▸ EXERCISE AIM: Look for "rapids" in each line of the records, and copy the lines that have it.
⁂
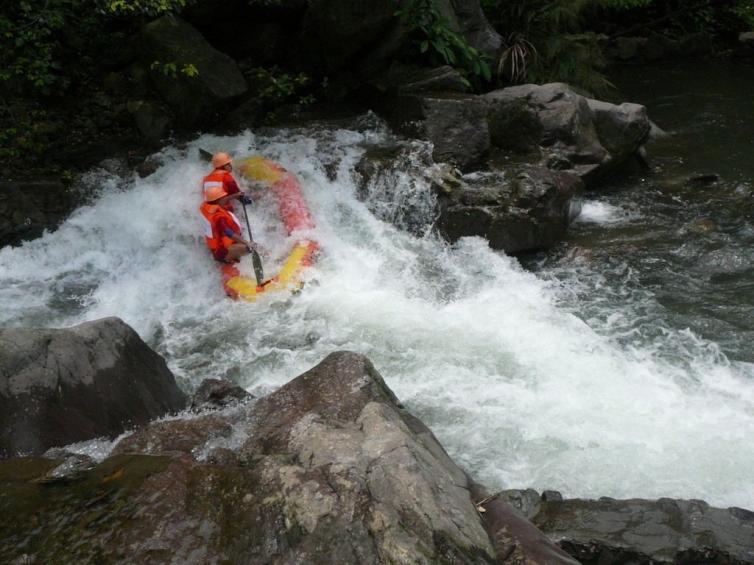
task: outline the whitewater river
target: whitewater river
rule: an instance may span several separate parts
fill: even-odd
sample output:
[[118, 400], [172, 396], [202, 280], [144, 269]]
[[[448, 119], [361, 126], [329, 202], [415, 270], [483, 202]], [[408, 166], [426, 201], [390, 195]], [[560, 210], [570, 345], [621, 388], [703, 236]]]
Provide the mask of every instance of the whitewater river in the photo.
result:
[[[689, 238], [719, 237], [703, 251], [725, 253], [743, 247], [746, 233], [683, 231], [695, 218], [668, 210], [678, 201], [686, 209], [685, 193], [675, 185], [647, 190], [649, 181], [638, 179], [590, 197], [569, 241], [524, 268], [481, 239], [450, 247], [378, 219], [407, 204], [432, 213], [426, 183], [410, 170], [390, 181], [399, 187], [395, 204], [378, 185], [367, 202], [357, 198], [355, 163], [366, 146], [389, 141], [365, 119], [348, 129], [203, 136], [166, 149], [146, 179], [93, 171], [87, 182], [98, 195], [88, 206], [55, 233], [0, 250], [0, 325], [120, 316], [186, 389], [227, 377], [262, 394], [334, 350], [357, 351], [492, 488], [754, 508], [750, 339], [739, 340], [730, 321], [715, 329], [709, 311], [725, 298], [707, 296], [710, 277], [682, 260]], [[207, 169], [200, 147], [263, 153], [298, 175], [322, 248], [302, 293], [252, 304], [224, 297], [198, 237]], [[427, 150], [414, 145], [417, 155]], [[725, 190], [750, 191], [744, 176]], [[261, 198], [251, 220], [273, 270], [290, 244], [274, 203]], [[648, 231], [654, 243], [644, 241]], [[672, 304], [658, 274], [671, 271], [685, 277]], [[723, 282], [750, 291], [746, 273]], [[740, 302], [726, 304], [741, 315]]]

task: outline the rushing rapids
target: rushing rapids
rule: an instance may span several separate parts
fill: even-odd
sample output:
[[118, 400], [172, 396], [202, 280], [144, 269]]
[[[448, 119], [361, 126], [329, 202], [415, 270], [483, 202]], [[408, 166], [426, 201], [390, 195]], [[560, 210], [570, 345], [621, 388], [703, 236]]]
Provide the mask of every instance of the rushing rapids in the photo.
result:
[[[98, 195], [59, 230], [0, 251], [0, 324], [120, 316], [187, 389], [224, 376], [264, 393], [353, 350], [493, 488], [754, 508], [754, 366], [674, 325], [648, 289], [579, 293], [481, 239], [450, 247], [396, 228], [384, 220], [384, 187], [370, 187], [364, 202], [353, 178], [365, 146], [394, 141], [372, 123], [203, 136], [164, 150], [146, 179], [93, 171]], [[321, 252], [304, 292], [225, 297], [200, 238], [199, 147], [263, 154], [295, 172]], [[432, 217], [422, 177], [408, 168], [391, 182], [397, 200]], [[278, 261], [292, 241], [275, 203], [262, 198], [250, 212], [255, 240]], [[597, 203], [585, 218], [610, 215]], [[597, 279], [620, 265], [561, 268]], [[628, 339], [620, 321], [639, 313]]]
⁂
▸ COMPLETED TASK:
task: outline the rushing rapids
target: rushing rapids
Provide the mask of every instance of the rushing rapids in the photo.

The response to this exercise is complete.